**DATASET:**
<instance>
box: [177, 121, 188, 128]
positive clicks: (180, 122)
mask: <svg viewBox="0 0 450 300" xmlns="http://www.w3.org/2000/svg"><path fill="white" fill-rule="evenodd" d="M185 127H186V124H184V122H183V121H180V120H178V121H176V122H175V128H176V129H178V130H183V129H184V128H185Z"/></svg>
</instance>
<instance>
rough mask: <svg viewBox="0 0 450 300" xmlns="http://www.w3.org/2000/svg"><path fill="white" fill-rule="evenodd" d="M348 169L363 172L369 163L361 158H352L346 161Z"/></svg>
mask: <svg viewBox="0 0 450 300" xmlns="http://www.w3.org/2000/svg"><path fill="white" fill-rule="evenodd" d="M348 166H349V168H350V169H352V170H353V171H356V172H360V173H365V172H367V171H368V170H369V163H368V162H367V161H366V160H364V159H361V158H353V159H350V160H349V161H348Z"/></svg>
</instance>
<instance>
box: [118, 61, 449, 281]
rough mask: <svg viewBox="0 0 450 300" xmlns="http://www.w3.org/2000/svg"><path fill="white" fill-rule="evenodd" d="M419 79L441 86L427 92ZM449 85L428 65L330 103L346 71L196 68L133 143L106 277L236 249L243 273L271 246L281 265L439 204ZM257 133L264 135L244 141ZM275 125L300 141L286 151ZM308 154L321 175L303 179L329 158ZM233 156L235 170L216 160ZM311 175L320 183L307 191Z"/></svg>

**ASSIGNMENT:**
Retype the lines from the one containing "positive clicks: (180, 122)" to the last line above. Change nothing and include no others.

**TASK RESULT:**
positive clicks: (180, 122)
mask: <svg viewBox="0 0 450 300" xmlns="http://www.w3.org/2000/svg"><path fill="white" fill-rule="evenodd" d="M185 127H186V124H184V122H183V121H180V120H178V121H176V122H175V128H176V129H178V130H183V129H184V128H185Z"/></svg>
</instance>
<instance>
rough mask: <svg viewBox="0 0 450 300" xmlns="http://www.w3.org/2000/svg"><path fill="white" fill-rule="evenodd" d="M348 169L363 172L369 163L361 158H352L346 161Z"/></svg>
mask: <svg viewBox="0 0 450 300" xmlns="http://www.w3.org/2000/svg"><path fill="white" fill-rule="evenodd" d="M348 166H349V168H350V169H352V170H353V171H356V172H360V173H365V172H367V171H368V170H369V163H368V162H367V161H366V160H364V159H361V158H353V159H350V160H349V161H348Z"/></svg>
</instance>
<instance>
box: [118, 61, 449, 281]
rough mask: <svg viewBox="0 0 450 300" xmlns="http://www.w3.org/2000/svg"><path fill="white" fill-rule="evenodd" d="M419 79L441 86L427 92ZM449 85L428 65L330 103L346 71L196 68L133 143L106 277L236 249L243 273L271 246L281 265L439 204ZM257 133L264 135L244 141ZM275 125L300 141L286 151ZM308 154L321 175L303 179L329 158ZM233 156L235 170L216 160ZM311 175L320 183L307 191Z"/></svg>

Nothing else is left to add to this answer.